● **DIRECTIONS**
Without the pictures, give the entries below again exactly as written.

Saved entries
◆ ◆ ◆ ◆ ◆
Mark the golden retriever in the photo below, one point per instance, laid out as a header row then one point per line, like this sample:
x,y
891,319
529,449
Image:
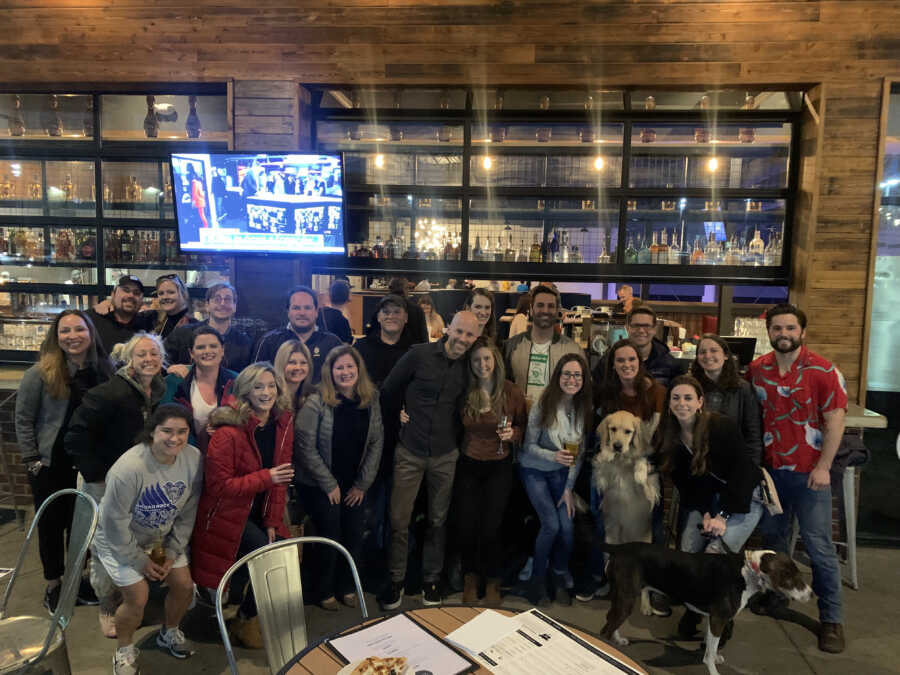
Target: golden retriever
x,y
624,478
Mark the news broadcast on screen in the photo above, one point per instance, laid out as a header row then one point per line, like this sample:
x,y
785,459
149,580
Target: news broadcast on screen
x,y
263,203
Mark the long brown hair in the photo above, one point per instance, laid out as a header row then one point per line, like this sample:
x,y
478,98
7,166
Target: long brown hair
x,y
490,328
474,397
728,378
552,396
610,389
53,364
668,433
364,387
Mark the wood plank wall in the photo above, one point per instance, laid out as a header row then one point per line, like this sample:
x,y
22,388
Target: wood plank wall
x,y
848,47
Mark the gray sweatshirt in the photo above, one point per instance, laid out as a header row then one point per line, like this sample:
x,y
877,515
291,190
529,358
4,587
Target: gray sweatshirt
x,y
145,501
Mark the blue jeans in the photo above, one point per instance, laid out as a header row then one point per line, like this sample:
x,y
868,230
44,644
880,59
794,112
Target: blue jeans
x,y
545,490
738,529
813,511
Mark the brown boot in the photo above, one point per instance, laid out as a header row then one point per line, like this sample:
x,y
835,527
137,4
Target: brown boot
x,y
470,589
492,593
831,638
246,633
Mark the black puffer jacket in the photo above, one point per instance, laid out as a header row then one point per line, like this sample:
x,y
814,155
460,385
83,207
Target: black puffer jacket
x,y
108,421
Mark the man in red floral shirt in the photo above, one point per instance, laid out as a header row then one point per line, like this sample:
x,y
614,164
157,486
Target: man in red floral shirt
x,y
804,400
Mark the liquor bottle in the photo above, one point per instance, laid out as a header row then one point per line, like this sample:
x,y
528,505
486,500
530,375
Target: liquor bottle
x,y
553,248
68,188
675,253
756,248
713,250
654,248
604,257
534,255
35,189
477,252
17,119
697,253
643,256
151,121
630,252
192,124
52,120
127,246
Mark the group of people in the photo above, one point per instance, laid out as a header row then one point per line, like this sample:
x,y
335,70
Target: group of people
x,y
211,431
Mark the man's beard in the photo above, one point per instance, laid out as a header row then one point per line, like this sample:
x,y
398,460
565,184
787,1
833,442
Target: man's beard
x,y
794,345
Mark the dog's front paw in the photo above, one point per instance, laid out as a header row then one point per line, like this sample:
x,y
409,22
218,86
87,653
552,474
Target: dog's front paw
x,y
620,639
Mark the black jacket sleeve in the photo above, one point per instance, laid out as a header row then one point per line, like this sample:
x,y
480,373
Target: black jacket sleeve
x,y
730,460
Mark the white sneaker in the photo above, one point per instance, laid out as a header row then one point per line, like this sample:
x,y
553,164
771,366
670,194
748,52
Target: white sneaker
x,y
125,661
◆ ◆ ◆ ◆ ◆
● **WRITTEN SOLUTION**
Mark the golden retriever in the photo below, one point per instance, laid out as a header row then one point per line, like this sample:
x,y
891,319
529,449
Image:
Target: golden retriever
x,y
624,478
Mark the news broadcast on screen in the photo above, one point per instance, laid out as a header row then one point per line, like this sample:
x,y
785,459
149,580
Target: news broadcast on screen
x,y
263,203
Mark the long brown hair in the photo above, one point per instance, laid out as a header row then one point per line, like this sample:
x,y
478,98
7,166
Target: long brown hair
x,y
490,328
474,397
728,378
552,396
610,389
53,364
668,433
364,387
Mark the wood plank wall in the photo above, one point per instance, laid out as a header row then one point per line, like this sample:
x,y
22,388
Target: wood plank wall
x,y
848,47
Mark the gray sweatshirt in the photo above, one point per instance, laid out as a header row then one point per line, like this sample:
x,y
877,515
291,190
529,358
4,587
Target: gray sweatshirt
x,y
145,501
Mark the blue jeans in the photo above, one point per instance, laid out as a header row then one point per line, like this sample:
x,y
868,230
44,644
880,59
794,112
Target: blue jeans
x,y
545,490
738,529
813,511
Mark the brown boot in the photo above, one point per instance, laid out as a header row then one point per line, like this sample:
x,y
835,527
137,4
Target: brown boot
x,y
470,589
492,593
831,638
246,633
Mark the black puffer jacket in the photo above, one point per instance, laid out as a header row then one point per line, like this sample:
x,y
814,155
460,385
83,207
Target: black puffer jacket
x,y
108,421
Mark the man in red floral shirt in the photo above, one point per instance, laid out as a header row then one point per line, like this sample:
x,y
614,164
157,486
Target: man in red floral shirt
x,y
804,400
Mark the liquor bottle in the photo above, one point per instance, laid out as a header row then one point per line, like this sample:
x,y
528,505
486,500
530,375
Target: liquor bottle
x,y
553,248
68,188
675,253
756,248
713,250
654,248
604,257
534,255
35,189
477,252
17,119
697,253
643,256
151,121
630,252
192,124
52,120
127,246
Mark the group of people in the photo above, one point per instance, laid out as a header row then one point per line, like this sample:
x,y
335,70
Target: group of people
x,y
211,431
Mark the man's beard in the photo above, one point per instance, laid out as a header row then one point per line, like this sample:
x,y
398,460
565,184
787,1
833,442
Target: man's beard
x,y
794,345
Mark the dog's front paw in the photo above, one point per instance, laid out as a header row then one point per line, like this sample:
x,y
409,22
218,86
87,653
552,474
Target: dog's front paw
x,y
620,639
Mark the black jacket sleeve in the photo above, one point per instance, laid out as a header row then one point per line, like this sample:
x,y
480,373
Target: black jacket sleeve
x,y
730,460
Mark the white sneaker in the photo above, one point per instance, laid out as a header row then one point per line, like this sample:
x,y
553,164
771,366
670,194
748,52
Target: white sneaker
x,y
125,661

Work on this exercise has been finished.